THE REQUEST:
Reproduce the material from its start through the line containing "(719, 266), (781, 314)", replacing every "endpoint" with "service" and leaving all other text unchanged. Omit the pictures from the output.

──────── THE DATA ────────

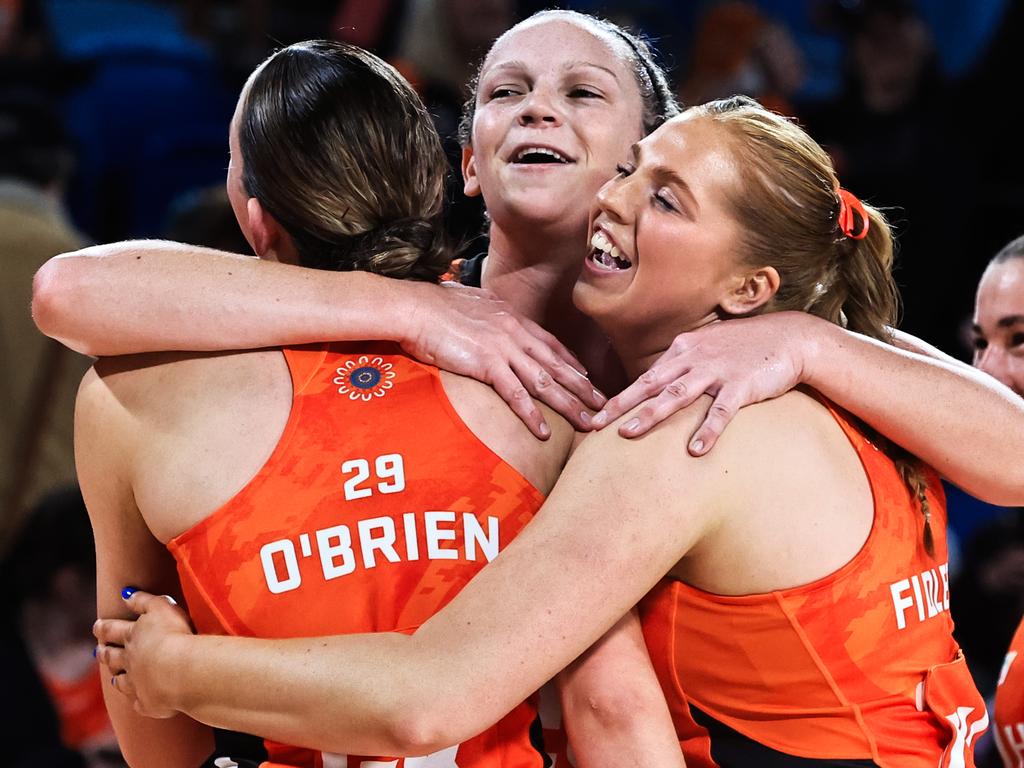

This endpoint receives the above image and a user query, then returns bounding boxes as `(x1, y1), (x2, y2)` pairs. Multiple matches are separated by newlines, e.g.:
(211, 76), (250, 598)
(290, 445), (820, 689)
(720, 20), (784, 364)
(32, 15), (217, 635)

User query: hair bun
(350, 218), (455, 283)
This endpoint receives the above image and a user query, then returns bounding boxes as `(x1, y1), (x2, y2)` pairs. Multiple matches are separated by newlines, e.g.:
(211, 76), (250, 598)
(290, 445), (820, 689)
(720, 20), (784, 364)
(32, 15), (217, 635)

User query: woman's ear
(462, 146), (480, 198)
(246, 198), (281, 259)
(719, 266), (781, 314)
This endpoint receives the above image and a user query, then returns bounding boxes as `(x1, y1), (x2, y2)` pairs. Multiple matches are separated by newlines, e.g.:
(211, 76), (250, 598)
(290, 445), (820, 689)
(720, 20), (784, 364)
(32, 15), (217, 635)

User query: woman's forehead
(481, 13), (632, 80)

────────

FINAL ANSWER:
This service receives the above image and a user query, then returns bounding boxes as `(x1, y1), (x2, y2)` pairs. Multiple matches are separated by newlines, e.g.:
(211, 76), (250, 598)
(290, 445), (820, 689)
(720, 20), (784, 364)
(32, 15), (217, 635)

User query: hair bun
(350, 218), (455, 283)
This service receives the above image and a user query, then returns bounding boxes as `(x1, y1), (x2, y2)` pairs. Multiple matches are separated by newlines, e.g.:
(211, 76), (250, 598)
(290, 445), (820, 689)
(720, 20), (784, 364)
(32, 15), (217, 635)

User query: woman's ear
(462, 146), (480, 198)
(246, 198), (281, 259)
(719, 266), (781, 314)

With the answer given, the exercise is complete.